• WORK TO BE COMPLETED
Can you rewrite the material from the line containing "find grey background." through the end, swapping "JSON array" for "JSON list" and changing nothing else?

==== INPUT ROWS ====

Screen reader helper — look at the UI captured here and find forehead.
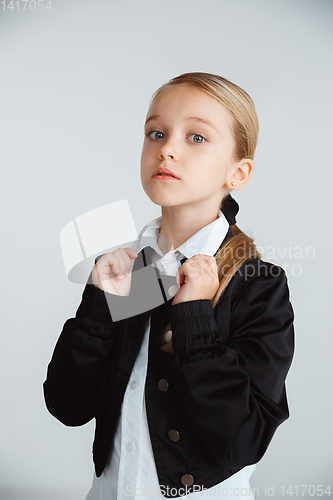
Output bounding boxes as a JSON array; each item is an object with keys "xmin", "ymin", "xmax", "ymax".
[{"xmin": 147, "ymin": 85, "xmax": 232, "ymax": 130}]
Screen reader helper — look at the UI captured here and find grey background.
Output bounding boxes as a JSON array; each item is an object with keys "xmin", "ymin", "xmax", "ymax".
[{"xmin": 0, "ymin": 0, "xmax": 333, "ymax": 500}]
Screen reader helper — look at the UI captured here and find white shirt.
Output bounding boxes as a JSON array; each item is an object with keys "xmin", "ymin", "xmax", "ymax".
[{"xmin": 86, "ymin": 210, "xmax": 256, "ymax": 500}]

====

• OUTPUT FOR THIS EXERCISE
Screen reader helper — look at the UI captured here and find grey background.
Output bounding boxes as a JSON list; each item is an object with keys "xmin", "ymin", "xmax", "ymax".
[{"xmin": 0, "ymin": 0, "xmax": 333, "ymax": 500}]
Screen reader helper — look at the UI captured here and find white shirt.
Output bounding boxes as a JSON list; each item is an object with keys "xmin", "ymin", "xmax", "ymax".
[{"xmin": 86, "ymin": 210, "xmax": 256, "ymax": 500}]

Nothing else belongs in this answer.